═════ RECORDED DATA

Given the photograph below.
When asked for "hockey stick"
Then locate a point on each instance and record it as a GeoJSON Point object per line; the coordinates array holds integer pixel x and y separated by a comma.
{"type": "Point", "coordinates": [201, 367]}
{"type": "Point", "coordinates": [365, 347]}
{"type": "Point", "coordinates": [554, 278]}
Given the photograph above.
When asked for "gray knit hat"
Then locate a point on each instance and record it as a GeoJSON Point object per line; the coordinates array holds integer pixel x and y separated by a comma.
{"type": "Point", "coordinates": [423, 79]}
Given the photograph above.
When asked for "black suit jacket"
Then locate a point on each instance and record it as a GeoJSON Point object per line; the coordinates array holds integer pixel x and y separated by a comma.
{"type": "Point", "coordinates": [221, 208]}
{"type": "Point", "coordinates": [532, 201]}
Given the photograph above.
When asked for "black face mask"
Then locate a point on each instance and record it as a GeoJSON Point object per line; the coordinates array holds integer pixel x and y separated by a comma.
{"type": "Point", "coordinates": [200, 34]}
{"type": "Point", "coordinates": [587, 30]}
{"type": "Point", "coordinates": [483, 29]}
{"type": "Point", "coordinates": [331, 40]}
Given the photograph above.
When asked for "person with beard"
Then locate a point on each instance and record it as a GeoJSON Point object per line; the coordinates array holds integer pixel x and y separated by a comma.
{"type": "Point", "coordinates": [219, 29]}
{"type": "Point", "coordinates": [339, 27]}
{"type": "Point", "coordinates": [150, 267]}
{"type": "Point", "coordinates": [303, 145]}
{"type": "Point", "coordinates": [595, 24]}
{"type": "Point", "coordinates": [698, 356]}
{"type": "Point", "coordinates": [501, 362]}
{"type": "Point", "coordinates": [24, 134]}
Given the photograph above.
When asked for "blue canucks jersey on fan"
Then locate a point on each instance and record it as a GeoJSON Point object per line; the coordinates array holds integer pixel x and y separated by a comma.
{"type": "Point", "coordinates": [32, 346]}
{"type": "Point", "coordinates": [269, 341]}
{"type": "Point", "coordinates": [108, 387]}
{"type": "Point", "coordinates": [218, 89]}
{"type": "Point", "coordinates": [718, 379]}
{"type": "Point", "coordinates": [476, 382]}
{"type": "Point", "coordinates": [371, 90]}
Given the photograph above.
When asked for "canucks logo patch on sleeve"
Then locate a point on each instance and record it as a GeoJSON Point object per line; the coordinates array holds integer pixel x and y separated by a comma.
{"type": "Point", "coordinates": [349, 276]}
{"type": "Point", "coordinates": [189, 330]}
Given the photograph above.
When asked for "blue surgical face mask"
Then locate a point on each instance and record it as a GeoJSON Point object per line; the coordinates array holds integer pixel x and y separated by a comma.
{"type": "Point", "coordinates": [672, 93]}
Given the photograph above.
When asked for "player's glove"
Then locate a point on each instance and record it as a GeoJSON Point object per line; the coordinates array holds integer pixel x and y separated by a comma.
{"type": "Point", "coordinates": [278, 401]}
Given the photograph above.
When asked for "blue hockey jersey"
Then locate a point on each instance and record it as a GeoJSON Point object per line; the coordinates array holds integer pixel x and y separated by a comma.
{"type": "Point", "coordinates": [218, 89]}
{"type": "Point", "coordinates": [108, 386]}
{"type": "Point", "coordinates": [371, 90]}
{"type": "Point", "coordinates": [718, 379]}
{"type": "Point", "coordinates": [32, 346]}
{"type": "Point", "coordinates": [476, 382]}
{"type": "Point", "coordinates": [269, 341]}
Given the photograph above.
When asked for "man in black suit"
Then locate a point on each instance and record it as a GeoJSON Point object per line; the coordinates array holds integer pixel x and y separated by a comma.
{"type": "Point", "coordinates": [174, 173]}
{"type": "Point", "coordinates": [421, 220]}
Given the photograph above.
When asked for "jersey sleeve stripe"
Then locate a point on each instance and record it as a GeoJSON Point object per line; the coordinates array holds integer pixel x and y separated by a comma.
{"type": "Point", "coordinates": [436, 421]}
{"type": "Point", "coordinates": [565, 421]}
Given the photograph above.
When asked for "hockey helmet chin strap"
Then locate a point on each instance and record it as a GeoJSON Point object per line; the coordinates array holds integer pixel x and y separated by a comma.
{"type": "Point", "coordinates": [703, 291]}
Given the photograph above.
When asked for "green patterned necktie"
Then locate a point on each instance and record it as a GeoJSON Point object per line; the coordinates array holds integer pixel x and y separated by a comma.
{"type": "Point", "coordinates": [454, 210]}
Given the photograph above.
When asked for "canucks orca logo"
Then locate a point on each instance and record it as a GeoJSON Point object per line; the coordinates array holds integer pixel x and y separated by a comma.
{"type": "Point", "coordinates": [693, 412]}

══════════

TASK » Pick out every line of the items above that contains the word "black" and copy each one in full.

SOLVED EXERCISE »
When asked for "black suit jacket"
When asked for "black face mask"
When asked for "man in black suit"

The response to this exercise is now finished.